_Work order_. When a line contains the string "slope", it counts once; give the total of such lines in the entries below and nothing else.

Source data
======

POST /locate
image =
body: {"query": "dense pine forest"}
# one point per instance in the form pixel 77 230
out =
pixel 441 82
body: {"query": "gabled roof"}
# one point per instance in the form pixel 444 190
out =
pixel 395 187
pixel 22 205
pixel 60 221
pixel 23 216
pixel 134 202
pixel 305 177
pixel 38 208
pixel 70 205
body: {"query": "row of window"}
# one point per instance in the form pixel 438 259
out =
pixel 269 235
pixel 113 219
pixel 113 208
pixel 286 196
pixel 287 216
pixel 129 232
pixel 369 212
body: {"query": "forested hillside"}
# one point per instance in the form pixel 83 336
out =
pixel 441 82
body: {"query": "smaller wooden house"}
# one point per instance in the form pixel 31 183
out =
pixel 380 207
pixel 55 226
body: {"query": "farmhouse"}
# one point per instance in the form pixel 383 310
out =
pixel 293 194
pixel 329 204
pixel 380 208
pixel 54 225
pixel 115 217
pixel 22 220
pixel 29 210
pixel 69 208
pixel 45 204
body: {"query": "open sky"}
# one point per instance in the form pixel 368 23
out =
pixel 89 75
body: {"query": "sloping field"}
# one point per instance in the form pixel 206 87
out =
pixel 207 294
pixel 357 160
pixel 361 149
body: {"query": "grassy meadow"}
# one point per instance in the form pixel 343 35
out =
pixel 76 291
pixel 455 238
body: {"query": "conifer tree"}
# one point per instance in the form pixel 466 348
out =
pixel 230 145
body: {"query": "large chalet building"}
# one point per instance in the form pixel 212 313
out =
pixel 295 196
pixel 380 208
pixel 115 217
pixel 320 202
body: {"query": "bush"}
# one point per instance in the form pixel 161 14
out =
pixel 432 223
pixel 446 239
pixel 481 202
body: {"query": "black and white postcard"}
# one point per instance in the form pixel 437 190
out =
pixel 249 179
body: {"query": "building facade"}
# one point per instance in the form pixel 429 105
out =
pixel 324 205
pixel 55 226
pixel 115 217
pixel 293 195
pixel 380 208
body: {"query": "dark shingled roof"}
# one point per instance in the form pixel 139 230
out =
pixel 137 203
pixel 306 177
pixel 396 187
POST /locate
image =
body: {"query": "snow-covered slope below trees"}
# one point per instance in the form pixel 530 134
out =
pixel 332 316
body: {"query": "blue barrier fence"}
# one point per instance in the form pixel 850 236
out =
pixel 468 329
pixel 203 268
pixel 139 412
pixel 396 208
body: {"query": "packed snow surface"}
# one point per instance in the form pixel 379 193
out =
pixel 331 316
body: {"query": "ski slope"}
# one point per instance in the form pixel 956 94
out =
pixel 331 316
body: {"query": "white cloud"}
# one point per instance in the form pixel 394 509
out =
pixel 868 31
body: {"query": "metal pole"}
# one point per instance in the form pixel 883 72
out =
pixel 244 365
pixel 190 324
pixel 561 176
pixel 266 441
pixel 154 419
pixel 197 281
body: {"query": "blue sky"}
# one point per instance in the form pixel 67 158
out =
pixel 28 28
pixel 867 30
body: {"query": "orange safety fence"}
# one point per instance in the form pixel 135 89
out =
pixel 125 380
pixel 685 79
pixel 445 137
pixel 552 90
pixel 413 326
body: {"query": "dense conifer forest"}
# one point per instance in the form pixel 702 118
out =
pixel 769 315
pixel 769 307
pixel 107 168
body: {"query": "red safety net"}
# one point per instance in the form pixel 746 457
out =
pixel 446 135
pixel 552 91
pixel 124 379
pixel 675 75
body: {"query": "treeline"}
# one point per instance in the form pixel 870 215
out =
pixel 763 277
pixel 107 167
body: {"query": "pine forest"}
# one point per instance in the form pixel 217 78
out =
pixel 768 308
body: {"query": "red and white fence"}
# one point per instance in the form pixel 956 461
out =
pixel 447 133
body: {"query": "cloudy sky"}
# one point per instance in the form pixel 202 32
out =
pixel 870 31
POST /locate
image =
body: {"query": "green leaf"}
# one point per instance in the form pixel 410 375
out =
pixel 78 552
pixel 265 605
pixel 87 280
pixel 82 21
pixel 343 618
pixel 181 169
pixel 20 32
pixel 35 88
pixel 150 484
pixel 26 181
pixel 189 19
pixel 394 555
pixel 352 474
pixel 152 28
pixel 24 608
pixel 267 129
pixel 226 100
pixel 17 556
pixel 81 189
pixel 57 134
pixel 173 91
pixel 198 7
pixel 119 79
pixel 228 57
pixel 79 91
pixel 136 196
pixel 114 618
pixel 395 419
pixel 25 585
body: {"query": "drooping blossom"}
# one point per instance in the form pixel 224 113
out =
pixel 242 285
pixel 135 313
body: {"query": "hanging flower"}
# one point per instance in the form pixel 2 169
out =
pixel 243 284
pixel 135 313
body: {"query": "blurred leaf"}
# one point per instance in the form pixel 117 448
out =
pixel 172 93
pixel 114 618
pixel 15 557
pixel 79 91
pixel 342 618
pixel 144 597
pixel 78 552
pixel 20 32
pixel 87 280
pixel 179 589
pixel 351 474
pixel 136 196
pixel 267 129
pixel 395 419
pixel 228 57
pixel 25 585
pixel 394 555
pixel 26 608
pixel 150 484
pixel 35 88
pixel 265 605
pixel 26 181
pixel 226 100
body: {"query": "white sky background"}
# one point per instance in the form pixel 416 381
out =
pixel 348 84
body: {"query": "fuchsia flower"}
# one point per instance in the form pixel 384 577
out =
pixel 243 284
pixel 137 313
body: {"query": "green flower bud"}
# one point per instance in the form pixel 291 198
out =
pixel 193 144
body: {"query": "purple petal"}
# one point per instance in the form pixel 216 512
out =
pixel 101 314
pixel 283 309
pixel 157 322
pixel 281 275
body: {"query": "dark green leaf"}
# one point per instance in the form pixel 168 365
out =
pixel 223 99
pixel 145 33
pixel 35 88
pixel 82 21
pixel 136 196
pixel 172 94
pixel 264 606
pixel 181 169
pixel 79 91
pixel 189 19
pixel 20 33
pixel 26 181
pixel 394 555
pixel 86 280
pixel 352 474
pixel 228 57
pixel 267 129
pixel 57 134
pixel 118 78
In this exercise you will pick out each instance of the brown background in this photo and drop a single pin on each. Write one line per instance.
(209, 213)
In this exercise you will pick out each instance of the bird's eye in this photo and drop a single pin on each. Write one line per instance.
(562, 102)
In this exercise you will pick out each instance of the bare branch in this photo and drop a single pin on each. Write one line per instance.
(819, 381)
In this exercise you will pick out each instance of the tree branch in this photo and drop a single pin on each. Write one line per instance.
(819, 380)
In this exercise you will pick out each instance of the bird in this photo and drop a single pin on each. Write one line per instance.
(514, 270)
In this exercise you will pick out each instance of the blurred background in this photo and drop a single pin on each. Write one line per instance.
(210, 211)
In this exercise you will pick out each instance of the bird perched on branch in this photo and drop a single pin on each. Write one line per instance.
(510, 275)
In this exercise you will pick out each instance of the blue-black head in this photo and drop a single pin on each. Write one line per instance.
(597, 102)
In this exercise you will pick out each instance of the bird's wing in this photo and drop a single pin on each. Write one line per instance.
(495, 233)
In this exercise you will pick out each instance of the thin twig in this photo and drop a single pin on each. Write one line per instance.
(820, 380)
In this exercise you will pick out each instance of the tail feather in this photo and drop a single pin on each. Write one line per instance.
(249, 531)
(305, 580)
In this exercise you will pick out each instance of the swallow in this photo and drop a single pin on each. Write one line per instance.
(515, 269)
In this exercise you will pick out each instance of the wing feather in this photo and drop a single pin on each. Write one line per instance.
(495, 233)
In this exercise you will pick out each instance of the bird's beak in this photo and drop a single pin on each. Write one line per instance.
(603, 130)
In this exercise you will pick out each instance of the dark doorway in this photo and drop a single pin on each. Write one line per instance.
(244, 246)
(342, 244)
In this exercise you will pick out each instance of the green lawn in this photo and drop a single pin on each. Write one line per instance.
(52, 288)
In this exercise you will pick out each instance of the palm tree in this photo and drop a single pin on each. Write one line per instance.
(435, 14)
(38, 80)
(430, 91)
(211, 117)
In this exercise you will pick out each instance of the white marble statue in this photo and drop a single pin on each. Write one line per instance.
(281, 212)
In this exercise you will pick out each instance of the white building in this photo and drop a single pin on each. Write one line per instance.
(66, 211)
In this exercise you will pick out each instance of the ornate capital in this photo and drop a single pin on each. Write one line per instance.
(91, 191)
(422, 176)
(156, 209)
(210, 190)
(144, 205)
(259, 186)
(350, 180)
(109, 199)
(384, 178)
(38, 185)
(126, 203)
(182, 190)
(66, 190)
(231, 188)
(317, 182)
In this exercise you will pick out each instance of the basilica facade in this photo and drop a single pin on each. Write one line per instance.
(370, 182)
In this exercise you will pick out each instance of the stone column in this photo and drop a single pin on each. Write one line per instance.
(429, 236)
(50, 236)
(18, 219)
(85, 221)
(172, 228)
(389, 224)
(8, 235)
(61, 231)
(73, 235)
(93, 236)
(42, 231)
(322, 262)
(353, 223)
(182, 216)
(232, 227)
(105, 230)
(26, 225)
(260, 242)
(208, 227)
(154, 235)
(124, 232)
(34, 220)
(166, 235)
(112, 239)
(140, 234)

======

_Exercise result_. 2